[Records excerpted from a collection]

########################################

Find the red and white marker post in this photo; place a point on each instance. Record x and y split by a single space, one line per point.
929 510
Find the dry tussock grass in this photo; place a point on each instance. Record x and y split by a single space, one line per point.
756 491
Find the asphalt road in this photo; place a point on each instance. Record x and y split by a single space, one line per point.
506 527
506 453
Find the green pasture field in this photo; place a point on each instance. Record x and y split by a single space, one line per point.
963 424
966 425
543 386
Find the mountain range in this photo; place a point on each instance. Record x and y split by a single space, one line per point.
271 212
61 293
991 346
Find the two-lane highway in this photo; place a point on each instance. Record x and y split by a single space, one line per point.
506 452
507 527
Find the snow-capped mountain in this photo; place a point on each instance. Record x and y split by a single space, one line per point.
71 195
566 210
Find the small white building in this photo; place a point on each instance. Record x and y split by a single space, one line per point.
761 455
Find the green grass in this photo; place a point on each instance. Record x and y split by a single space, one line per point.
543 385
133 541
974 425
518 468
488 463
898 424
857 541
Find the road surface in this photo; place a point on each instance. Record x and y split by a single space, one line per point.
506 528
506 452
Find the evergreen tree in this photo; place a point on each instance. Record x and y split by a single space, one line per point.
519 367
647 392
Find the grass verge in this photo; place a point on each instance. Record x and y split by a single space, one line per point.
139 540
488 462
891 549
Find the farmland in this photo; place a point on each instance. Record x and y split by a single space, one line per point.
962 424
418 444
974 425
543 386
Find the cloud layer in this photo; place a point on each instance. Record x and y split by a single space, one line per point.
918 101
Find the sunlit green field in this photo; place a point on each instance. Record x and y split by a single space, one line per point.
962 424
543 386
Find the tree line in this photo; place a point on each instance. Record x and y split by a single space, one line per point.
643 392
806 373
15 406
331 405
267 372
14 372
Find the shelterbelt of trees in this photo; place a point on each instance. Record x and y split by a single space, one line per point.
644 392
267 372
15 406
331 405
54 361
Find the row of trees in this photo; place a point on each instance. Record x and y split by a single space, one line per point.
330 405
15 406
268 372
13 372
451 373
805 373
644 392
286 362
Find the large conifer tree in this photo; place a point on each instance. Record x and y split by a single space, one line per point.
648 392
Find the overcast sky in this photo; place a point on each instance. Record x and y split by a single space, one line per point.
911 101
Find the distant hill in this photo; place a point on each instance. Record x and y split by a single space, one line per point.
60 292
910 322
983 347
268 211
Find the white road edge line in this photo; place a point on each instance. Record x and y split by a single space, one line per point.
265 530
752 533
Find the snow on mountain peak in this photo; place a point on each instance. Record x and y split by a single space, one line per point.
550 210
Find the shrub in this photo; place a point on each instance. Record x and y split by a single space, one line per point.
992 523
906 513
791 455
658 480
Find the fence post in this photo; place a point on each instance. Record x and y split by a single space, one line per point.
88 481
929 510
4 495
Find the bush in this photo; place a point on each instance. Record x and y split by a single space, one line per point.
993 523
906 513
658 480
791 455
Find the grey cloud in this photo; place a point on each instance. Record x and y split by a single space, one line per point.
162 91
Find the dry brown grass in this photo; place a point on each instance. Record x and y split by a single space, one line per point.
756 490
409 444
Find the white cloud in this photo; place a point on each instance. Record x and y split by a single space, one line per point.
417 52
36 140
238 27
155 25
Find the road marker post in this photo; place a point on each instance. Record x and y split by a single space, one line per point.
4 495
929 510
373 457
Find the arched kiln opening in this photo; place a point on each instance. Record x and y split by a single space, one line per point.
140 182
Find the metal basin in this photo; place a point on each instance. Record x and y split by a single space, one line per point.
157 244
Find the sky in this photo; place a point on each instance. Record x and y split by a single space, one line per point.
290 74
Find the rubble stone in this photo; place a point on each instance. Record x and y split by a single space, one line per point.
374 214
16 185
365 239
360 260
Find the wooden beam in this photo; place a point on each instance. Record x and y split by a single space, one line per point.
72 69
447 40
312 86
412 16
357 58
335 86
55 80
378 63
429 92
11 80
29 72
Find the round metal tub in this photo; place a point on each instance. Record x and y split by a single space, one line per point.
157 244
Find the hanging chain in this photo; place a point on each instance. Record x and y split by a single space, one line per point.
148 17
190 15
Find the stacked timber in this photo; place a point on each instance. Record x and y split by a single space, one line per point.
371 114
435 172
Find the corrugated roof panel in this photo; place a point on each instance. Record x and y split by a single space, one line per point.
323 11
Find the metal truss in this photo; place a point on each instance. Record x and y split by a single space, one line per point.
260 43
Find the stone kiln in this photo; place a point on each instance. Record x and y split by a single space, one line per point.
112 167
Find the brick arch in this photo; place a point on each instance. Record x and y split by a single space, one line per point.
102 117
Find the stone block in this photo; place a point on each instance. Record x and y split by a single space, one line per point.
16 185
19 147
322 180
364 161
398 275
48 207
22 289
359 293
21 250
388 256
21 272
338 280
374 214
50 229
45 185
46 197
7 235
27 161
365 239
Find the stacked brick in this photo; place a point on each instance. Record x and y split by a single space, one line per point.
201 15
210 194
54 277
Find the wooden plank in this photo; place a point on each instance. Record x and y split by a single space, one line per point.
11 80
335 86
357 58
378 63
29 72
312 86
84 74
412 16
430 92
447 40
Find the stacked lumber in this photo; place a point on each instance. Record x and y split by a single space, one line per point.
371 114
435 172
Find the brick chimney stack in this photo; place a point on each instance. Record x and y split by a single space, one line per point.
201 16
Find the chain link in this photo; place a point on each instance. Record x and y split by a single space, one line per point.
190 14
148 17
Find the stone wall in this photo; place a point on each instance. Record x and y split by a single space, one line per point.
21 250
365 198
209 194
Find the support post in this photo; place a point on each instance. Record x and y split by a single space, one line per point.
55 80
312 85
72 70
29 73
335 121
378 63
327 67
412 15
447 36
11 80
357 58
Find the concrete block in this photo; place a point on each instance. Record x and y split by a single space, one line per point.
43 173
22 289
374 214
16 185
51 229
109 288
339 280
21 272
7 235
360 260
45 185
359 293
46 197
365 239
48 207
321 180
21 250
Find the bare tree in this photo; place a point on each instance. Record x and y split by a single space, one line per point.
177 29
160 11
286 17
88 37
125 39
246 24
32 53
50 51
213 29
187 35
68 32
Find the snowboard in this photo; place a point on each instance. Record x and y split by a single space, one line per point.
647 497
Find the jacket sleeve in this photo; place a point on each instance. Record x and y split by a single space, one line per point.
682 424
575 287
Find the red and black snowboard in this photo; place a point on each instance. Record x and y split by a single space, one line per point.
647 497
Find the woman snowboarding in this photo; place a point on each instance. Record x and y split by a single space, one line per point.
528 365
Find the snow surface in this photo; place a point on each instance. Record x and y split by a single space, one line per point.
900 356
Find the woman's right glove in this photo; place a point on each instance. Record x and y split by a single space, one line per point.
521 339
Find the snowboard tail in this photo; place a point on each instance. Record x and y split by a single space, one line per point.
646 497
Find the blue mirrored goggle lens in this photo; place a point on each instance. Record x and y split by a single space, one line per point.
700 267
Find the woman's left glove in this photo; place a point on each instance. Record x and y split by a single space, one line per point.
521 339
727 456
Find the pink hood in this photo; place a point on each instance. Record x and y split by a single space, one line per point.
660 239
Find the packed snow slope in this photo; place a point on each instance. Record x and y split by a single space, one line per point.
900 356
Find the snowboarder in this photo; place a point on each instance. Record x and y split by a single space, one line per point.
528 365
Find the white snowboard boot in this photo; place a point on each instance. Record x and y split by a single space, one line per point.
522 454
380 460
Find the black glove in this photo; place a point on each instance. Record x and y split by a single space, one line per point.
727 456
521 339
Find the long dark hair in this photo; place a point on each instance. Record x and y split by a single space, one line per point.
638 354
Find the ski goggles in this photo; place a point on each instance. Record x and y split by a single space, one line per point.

########################################

— Requirement —
Write out all the entries exactly.

— Response to this exercise —
Find the red and white marker post in this photo; place a point on each instance. Record x and y split by a single space, one line per point.
929 510
Find the dry tussock grass in this photo; place a point on each instance. Record x and y split by a single space, one line per point.
756 491
Find the asphalt road in this photo; place a point on each instance. Record x and y split by a single space, one line per point.
506 527
506 453
Find the green pasture field in this photo; place a point on each instance. Record x and y split by a single space, one line per point.
963 424
966 425
543 386
Find the mountain range in this photo; place a point on each instance. Record x and y split by a single space, one line per point.
271 212
61 293
991 346
Find the two-lane highway in this photo; place a point on each instance. Record x and y split by a single space, one line per point.
506 452
507 527
Find the snow-capped mountain in this photo; place a point on each instance. Record x and y split by a single space, one line per point.
71 195
566 210
Find the small white building in this photo; place a point on each instance. Record x and y split by a single space, one line per point.
761 455
Find the green grass in this photo; place a point on each instance. Record x and y split by a single space, one line per point.
543 385
133 541
974 425
518 468
488 463
898 424
857 541
Find the road surface in this photo; place a point on each instance. Record x and y split by a single space, one line per point.
506 528
506 452
Find the evergreen tree in this photo; place a point on each instance. Record x and y split by a single space, one line per point.
519 367
647 392
Find the grass verge in this photo; place a point on each instance. Record x and y split by a single space, one line per point.
139 540
488 462
891 549
Find the farmland in this photo; place a point on each instance. Record x and y split by a single space, one line per point.
962 424
418 444
974 425
543 386
Find the cloud layer in this photo; place a point on each instance. Record x and y split by a single space, one line per point.
918 101
Find the sunlit green field in this photo; place a point on each instance. Record x and y split by a single space, one line per point.
962 424
543 386
Find the tree line in this photo; place a point on each instance. Record x and y split by a single space, one line per point.
643 392
806 373
15 406
331 405
267 372
14 372
Find the shelterbelt of trees in this photo; place a point on each instance. Record x and y split by a single space, one line per point.
644 392
267 372
15 406
331 405
54 361
Find the row of trees in this photo; place a point on each instance. Record x and y split by a single space, one line per point.
330 405
15 406
268 372
13 372
451 373
805 373
644 392
286 362
Find the large conifer tree in this photo; place a point on each instance. Record x and y split by a single space, one line per point.
648 392
Find the overcast sky in this photo; place a point on each instance. Record x and y split by a single space, one line per point.
911 101
Find the distant hill in this photo; place a point on each instance. Record x and y split by a single space, one line per point.
60 292
910 322
983 347
268 211
Find the white road edge line in this photo; place a point on each instance. Record x and y split by a single space, one line per point.
265 530
752 533
Find the snow on mountain peak in this photo; place a point on each instance. Record x and y split by a single space, one line per point.
550 210
Find the shrub in this photo; place a point on each instance. Record x and y split by a single space, one line per point.
992 523
906 513
791 455
658 480
Find the fence post in this photo; place a point on each instance. Record x and y split by a single space, one line per point.
88 481
929 510
4 495
Find the bush in this photo; place a point on each instance. Record x and y split by a single space, one line per point.
993 523
906 513
658 480
791 455
Find the grey cloud in this photo; place a point on each instance. Record x and y split by a single space, one line per point.
162 91
Find the dry brown grass in this photo; place a point on each instance. Record x and y split by a single space, one line per point.
756 490
409 444
Find the white cloud in this photo; place a point on each instance. Record x and y split by a single space, one line per point.
417 52
36 140
238 27
155 25
Find the road marker post in this photo; place a point on each instance. Record x and y split by a single space, one line per point.
4 495
929 510
373 457
Find the arched kiln opening in this photo; place a point on each instance. Record x and y split by a single space, one line per point.
140 182
Find the metal basin in this photo; place a point on each instance. Record x and y split by a single space, one line per point.
157 244
Find the sky in this photo; place a point on each instance. Record x and y split by a single space, one line per point.
290 74
Find the rubble stone in this photo; place a point on each instance. Record x and y split by a single space, one line per point.
374 214
16 185
365 239
360 260
Find the wooden beam in this photo; place a point on each instance. Record x and y split by a single space, one line per point.
72 69
447 40
312 86
412 16
357 58
335 86
55 80
378 63
429 92
11 80
29 72
Find the round metal tub in this photo; place a point on each instance. Record x and y split by a single space, one line per point.
157 244
Find the hanging chain in this photo; place a point on each instance. Record x and y split by a single space, one line per point.
148 17
190 15
Find the stacked timber in this photo; place a point on each instance. Record x and y split by a single space, one line per point.
371 114
435 172
Find the corrugated roof panel in this photo; place a point on each instance. Record x and y split by a single space, one line per point.
323 11
Find the metal truss in this photo; place a point on each instance. Record x and y split by a single space, one line per point.
260 43
Find the stone kiln in this photo; place a point on each instance. Record x and y split by a single space, one line per point.
112 167
Find the brick arch in this photo; place a point on each instance. Record x and y split by a single space, one line per point.
102 117
Find the stone block in this photo; place a point on each instance. Record x and y split by a single space, one line per point.
16 185
19 147
322 180
364 161
398 275
48 207
22 289
359 293
21 250
388 256
21 272
338 280
374 214
50 229
45 185
46 197
7 235
27 161
365 239
Find the stacked brick in this photo; place a point on each instance. Record x and y split by a single space, one line per point.
201 15
210 194
54 277
Find the wooden plank in this photo; place a point on each instance. Record x and y split by a single space, one line per point.
11 80
335 86
357 58
378 63
29 72
312 86
84 74
412 16
430 92
447 40
Find the stacked lumber in this photo; place a point on each instance. Record x and y split by a single space, one line per point.
371 114
435 172
Find the brick chimney stack in this photo; place a point on each instance. Record x and y split by a single space, one line per point.
201 16
Find the chain link in this photo; place a point on each instance. Record x and y split by a single space, one line per point.
190 14
148 17
Find the stone wall in this photo; place a point on each instance. Record x and y split by a single space, one line per point.
21 250
365 198
209 194
Find the support post in this photo; place a point on each instance. Record x and y split by a single space, one line per point.
55 80
312 85
72 70
29 73
335 121
378 63
327 67
412 15
447 36
11 80
357 58
Find the concrete block in this photo; place a point on each instance. Record x and y split by a single space, one line per point.
43 173
22 289
374 214
16 185
51 229
109 288
339 280
21 272
7 235
360 260
45 185
359 293
46 197
365 239
48 207
321 180
21 250
Find the bare tree in this photo; place a point on each instance. Record x and y split by a single space, one line per point.
177 29
160 11
286 17
88 37
125 39
246 24
32 53
50 51
213 29
187 35
68 32
Find the snowboard in this photo; place a point on each instance. Record x and y split by a single space, one line per point.
647 497
Find the jacket sleeve in this photo; place a point on each instance. Record x and y split by a single space, one line per point.
682 424
575 287
Find the red and black snowboard in this photo; place a point on each instance. Record x and y split by a single space, one line per point.
647 497
Find the woman snowboarding in this photo; place a point on each instance. Record x and y split by a single space, one line per point.
528 365
Find the snow surface in this photo; place a point on each instance. Record x and y split by a single space, one line per point.
900 356
Find the woman's right glove in this photo; place a point on each instance. Record x and y split by a single space, one line per point.
521 339
Find the snowboard tail in this photo; place a point on each instance. Record x and y split by a single space, one line per point.
646 497
Find the blue mirrored goggle lens in this photo; place a point on each instance. Record x and y split by a single space, one line per point.
700 267
Find the woman's left glove in this photo; place a point on each instance. Record x and y split by a single space, one line per point.
521 339
727 456
Find the pink hood in this photo; place a point on each instance. Record x and y split by a single space, one line per point.
660 239
Find the packed snow slope in this photo; place a point on each instance. Record x and y split by a single space, one line per point.
900 356
Find the snowboarder in this photo; place a point on each instance. Record x and y split by a single space, one line per point.
528 365
Find the white snowboard boot in this photo; place a point on each instance. Record x and y split by a single space, one line per point.
522 454
380 460
Find the black glove in this photo; place a point on each instance. Record x and y split by a single space, one line per point.
727 456
521 339
Find the long dark hair in this photo; place a point on each instance. Record x and y split by a single space, one line per point.
638 354
Find the ski goggles in this photo; place a point on each instance. Record x and y split by a single space, one line per point.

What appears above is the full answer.